The problem
Transcribe all of the listing below in full.
::::::::::
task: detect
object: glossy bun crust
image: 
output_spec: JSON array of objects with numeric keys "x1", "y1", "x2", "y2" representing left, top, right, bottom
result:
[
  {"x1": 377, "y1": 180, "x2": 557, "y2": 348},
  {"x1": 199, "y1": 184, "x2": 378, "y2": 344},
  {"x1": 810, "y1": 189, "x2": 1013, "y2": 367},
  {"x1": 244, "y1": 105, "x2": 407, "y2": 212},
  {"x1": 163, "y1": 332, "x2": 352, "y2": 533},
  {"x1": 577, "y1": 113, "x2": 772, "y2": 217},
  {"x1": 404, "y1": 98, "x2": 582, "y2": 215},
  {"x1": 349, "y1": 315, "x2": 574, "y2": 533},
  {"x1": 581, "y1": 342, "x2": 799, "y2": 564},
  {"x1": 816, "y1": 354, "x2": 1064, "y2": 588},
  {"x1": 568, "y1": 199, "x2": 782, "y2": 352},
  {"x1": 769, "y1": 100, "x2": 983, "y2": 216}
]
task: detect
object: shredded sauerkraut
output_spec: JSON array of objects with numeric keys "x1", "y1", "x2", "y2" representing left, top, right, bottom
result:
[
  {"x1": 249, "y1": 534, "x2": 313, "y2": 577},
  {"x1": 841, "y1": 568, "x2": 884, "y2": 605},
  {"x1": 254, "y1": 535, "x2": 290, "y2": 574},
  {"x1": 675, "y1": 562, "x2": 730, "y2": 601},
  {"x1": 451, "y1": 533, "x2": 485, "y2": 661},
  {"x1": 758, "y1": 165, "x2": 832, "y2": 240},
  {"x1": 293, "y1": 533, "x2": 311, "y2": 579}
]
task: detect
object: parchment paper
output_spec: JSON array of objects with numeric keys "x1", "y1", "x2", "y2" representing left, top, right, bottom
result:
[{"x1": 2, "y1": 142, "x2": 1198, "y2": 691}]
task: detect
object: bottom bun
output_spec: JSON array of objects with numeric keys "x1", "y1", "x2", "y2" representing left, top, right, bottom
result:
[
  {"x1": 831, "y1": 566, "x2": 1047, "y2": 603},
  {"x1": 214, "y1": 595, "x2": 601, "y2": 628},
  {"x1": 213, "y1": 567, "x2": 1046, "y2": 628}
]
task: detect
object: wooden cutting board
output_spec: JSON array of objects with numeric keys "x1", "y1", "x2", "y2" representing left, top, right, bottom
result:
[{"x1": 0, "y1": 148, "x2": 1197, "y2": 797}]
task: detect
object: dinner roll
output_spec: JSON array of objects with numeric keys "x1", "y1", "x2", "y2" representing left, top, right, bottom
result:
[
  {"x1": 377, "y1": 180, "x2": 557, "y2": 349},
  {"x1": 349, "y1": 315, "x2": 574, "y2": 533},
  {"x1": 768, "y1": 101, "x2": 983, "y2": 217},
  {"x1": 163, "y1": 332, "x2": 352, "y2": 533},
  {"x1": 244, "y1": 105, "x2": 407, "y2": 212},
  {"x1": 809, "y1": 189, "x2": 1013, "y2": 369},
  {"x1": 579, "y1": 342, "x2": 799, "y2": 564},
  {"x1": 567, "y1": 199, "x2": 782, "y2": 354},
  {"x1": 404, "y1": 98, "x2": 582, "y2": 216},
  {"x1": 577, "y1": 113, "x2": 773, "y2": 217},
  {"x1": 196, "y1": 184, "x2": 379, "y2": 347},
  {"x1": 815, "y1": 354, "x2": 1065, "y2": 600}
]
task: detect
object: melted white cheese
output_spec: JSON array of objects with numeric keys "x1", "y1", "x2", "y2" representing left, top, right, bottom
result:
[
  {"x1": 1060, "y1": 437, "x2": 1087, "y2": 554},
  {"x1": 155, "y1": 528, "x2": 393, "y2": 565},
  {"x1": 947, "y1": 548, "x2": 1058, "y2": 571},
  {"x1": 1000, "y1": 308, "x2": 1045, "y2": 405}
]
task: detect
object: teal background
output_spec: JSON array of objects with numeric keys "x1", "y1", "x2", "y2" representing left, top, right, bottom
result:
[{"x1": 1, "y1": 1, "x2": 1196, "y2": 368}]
::::::::::
The completed task
task: detect
object: glossy bun crust
image: 
output_spec: JSON array of objects with numeric keys "x1", "y1", "x2", "y2" representing left, top, right, bottom
result:
[
  {"x1": 377, "y1": 180, "x2": 557, "y2": 348},
  {"x1": 199, "y1": 184, "x2": 378, "y2": 344},
  {"x1": 810, "y1": 189, "x2": 1013, "y2": 367},
  {"x1": 244, "y1": 105, "x2": 407, "y2": 212},
  {"x1": 163, "y1": 332, "x2": 352, "y2": 533},
  {"x1": 577, "y1": 113, "x2": 772, "y2": 217},
  {"x1": 404, "y1": 98, "x2": 582, "y2": 215},
  {"x1": 349, "y1": 315, "x2": 574, "y2": 533},
  {"x1": 581, "y1": 342, "x2": 799, "y2": 564},
  {"x1": 816, "y1": 354, "x2": 1064, "y2": 588},
  {"x1": 568, "y1": 199, "x2": 782, "y2": 352},
  {"x1": 769, "y1": 100, "x2": 983, "y2": 216}
]
task: detect
object: shredded sauerkraut
output_spec: JSON array of objects with numeric keys "x1", "y1", "x2", "y2" representing left, top, right, bottom
result:
[
  {"x1": 249, "y1": 534, "x2": 313, "y2": 577},
  {"x1": 841, "y1": 568, "x2": 884, "y2": 605},
  {"x1": 254, "y1": 535, "x2": 290, "y2": 574},
  {"x1": 675, "y1": 562, "x2": 730, "y2": 601},
  {"x1": 451, "y1": 533, "x2": 485, "y2": 661},
  {"x1": 758, "y1": 165, "x2": 832, "y2": 240},
  {"x1": 293, "y1": 533, "x2": 311, "y2": 579}
]
task: detect
object: parchment paper
output_spec: JSON array of objects with numeric keys "x1", "y1", "x2", "y2" representing left, top, right, bottom
result:
[{"x1": 2, "y1": 142, "x2": 1198, "y2": 691}]
task: detect
object: bottom bun
output_spec: JSON array of objects with numeric keys "x1", "y1", "x2", "y2" representing left, top, right, bottom
result:
[
  {"x1": 831, "y1": 566, "x2": 1047, "y2": 603},
  {"x1": 214, "y1": 595, "x2": 601, "y2": 628},
  {"x1": 213, "y1": 567, "x2": 1046, "y2": 628}
]
task: detect
object: wooden cutting board
output_spec: JSON array of objects with numeric keys "x1", "y1", "x2", "y2" representing left, top, right, bottom
result:
[{"x1": 0, "y1": 148, "x2": 1197, "y2": 797}]
task: detect
object: dinner roll
output_spec: JSON array of objects with numeric keys "x1", "y1", "x2", "y2" representing left, top, right, bottom
result:
[
  {"x1": 377, "y1": 180, "x2": 557, "y2": 349},
  {"x1": 349, "y1": 315, "x2": 574, "y2": 533},
  {"x1": 768, "y1": 101, "x2": 983, "y2": 217},
  {"x1": 163, "y1": 332, "x2": 352, "y2": 533},
  {"x1": 244, "y1": 105, "x2": 407, "y2": 212},
  {"x1": 809, "y1": 189, "x2": 1013, "y2": 369},
  {"x1": 579, "y1": 342, "x2": 799, "y2": 564},
  {"x1": 567, "y1": 199, "x2": 782, "y2": 354},
  {"x1": 404, "y1": 98, "x2": 582, "y2": 216},
  {"x1": 577, "y1": 113, "x2": 773, "y2": 217},
  {"x1": 196, "y1": 184, "x2": 379, "y2": 347},
  {"x1": 815, "y1": 354, "x2": 1065, "y2": 600}
]
task: detect
object: melted white cheese
output_spec: JSON array of objects with numeric keys "x1", "y1", "x2", "y2" representing left, top, right, bottom
result:
[
  {"x1": 1060, "y1": 437, "x2": 1087, "y2": 554},
  {"x1": 155, "y1": 528, "x2": 393, "y2": 565},
  {"x1": 947, "y1": 548, "x2": 1058, "y2": 571},
  {"x1": 1000, "y1": 308, "x2": 1045, "y2": 405}
]
task: detect
object: teal background
output_spec: JSON array of objects with numeric keys "x1", "y1", "x2", "y2" representing left, top, right, bottom
result:
[{"x1": 1, "y1": 1, "x2": 1196, "y2": 368}]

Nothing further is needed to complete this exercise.